RECORDS FOR THE EXERCISE:
________

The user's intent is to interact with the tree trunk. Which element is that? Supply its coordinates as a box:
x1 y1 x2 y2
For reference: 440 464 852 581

________

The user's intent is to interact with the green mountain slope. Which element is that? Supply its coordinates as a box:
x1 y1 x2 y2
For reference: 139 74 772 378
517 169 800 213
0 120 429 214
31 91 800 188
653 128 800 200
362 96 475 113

________

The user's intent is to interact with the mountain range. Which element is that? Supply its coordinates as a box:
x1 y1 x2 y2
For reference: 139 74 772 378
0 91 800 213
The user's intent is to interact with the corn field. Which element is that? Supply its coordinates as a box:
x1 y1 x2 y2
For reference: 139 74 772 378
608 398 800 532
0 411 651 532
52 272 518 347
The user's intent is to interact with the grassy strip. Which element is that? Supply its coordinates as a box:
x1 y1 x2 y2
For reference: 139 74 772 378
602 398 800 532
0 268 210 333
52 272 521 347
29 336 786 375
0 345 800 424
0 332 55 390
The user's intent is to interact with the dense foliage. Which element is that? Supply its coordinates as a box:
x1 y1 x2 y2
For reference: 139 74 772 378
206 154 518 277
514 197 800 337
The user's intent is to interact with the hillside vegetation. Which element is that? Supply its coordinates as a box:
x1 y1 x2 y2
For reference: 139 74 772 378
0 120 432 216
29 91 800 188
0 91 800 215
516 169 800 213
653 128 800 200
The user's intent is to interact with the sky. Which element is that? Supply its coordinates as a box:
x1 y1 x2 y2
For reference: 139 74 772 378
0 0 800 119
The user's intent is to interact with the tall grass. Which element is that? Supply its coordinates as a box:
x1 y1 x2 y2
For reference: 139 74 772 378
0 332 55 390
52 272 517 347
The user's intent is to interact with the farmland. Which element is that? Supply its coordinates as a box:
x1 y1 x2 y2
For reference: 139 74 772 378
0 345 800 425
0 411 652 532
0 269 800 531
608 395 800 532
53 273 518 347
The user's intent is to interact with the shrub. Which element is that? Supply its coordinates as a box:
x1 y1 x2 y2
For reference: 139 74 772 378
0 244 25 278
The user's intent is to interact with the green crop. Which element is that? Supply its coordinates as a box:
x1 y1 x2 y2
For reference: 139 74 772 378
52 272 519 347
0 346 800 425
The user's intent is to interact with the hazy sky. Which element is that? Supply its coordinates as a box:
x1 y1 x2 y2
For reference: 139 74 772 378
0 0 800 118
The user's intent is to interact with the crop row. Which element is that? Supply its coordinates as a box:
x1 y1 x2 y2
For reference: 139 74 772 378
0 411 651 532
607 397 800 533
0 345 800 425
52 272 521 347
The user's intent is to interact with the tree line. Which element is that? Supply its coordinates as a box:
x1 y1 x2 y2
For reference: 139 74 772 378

________

In the records, take the lines from the one with "The user's intent is to interact with the tree trunk." up to and including the one with "For reference: 440 464 852 581", and write them out again with "tree trunk" swapped for "tree stump". Leave everything else unchanged and return only those lines.

The user's intent is to interact with the tree stump. Which element is that? Supply its coordinates as a box:
x1 y1 x2 y2
For reference: 440 464 852 581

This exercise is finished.